TASK DETAILS ▸ The lines below must be transcribed exactly as given, with the images removed.

SUPPLIED DATA ▸
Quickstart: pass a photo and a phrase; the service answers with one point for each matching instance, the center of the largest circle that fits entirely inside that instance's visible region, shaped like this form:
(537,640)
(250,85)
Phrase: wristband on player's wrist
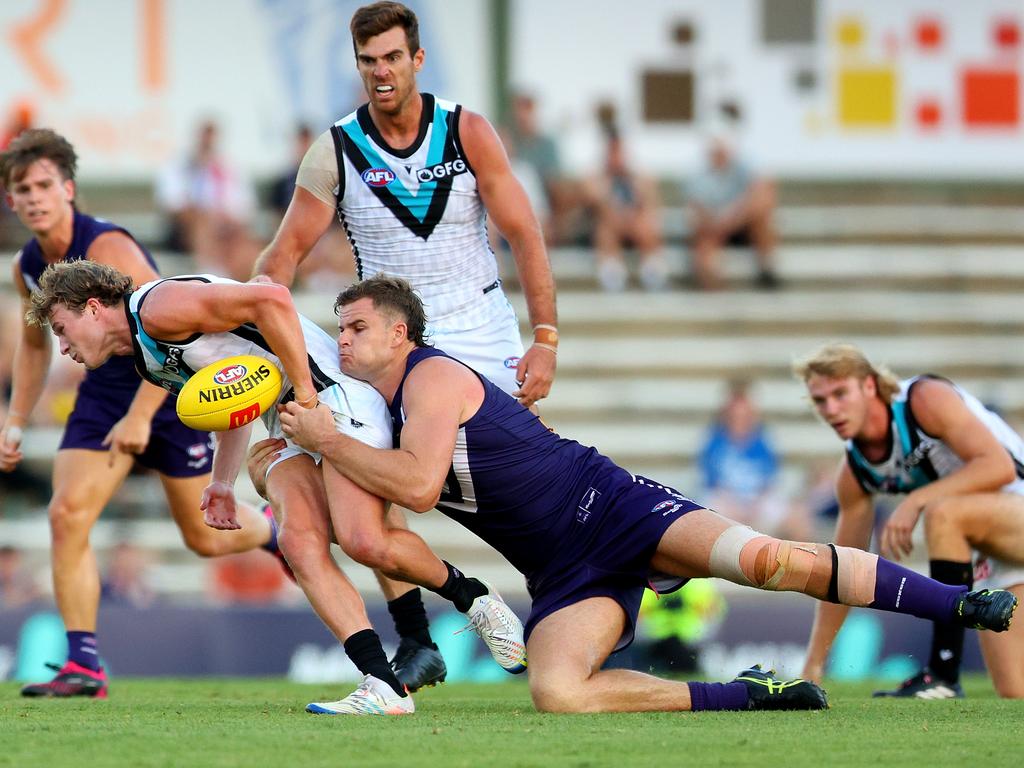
(310,399)
(546,336)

RESULT FOR THIS TASK ▸
Quickstart: pass a photo and a phrase; the service answers with one point for each matching instance, the center of the largest circle that fits entirely inside that instance's visible region, shaped like this form:
(537,640)
(250,85)
Phrase: wristband on player's wrist
(310,399)
(546,336)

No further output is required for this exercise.